[DATA TO PROCESS Boundary: Start]

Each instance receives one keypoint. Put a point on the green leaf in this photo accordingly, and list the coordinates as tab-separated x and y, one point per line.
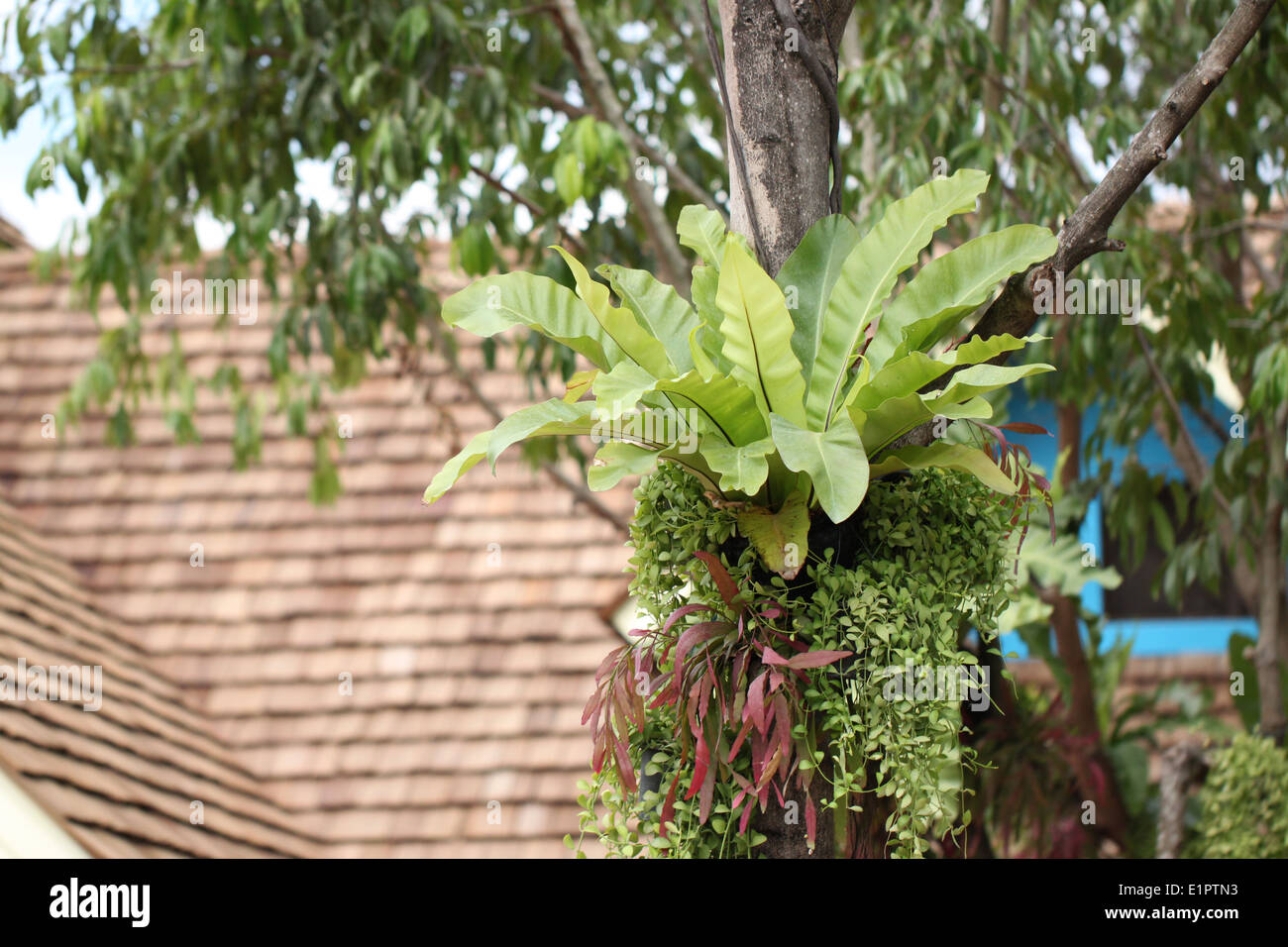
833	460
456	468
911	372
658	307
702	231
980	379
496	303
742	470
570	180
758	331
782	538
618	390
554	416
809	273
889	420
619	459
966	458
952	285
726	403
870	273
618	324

[DATA TO PROCESS Boundary: End]
[DATA TO PROCESS Boundary: Start]

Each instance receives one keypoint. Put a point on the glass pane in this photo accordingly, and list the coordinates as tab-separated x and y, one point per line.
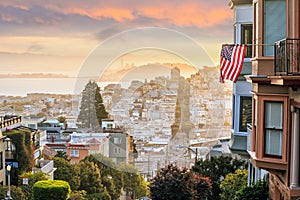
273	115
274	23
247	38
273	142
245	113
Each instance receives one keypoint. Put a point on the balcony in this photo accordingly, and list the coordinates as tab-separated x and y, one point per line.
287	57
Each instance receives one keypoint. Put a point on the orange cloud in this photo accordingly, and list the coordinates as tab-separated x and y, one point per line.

[DATA TO PROCESS Boundary: End]

◆ **THE TASK**
Above are the entries. Copy exactly the part that opens with the line containing "Each instance receives one keypoint. Put a point on the balcony" and closes with the line containing "Each instance receives one keypoint. Put a point on the orange", and no more.

◆ **RESPONSE**
Each instance receives one keypoint. Put a point on the balcony in this photo accordingly, and list the coordinates as tab-separated x and y, one point per line.
287	57
Each instance receives one keypoint. Put a point on the orange cloud in this photo accordingly, and list the coordinates as tab-separated x and y, one point per line.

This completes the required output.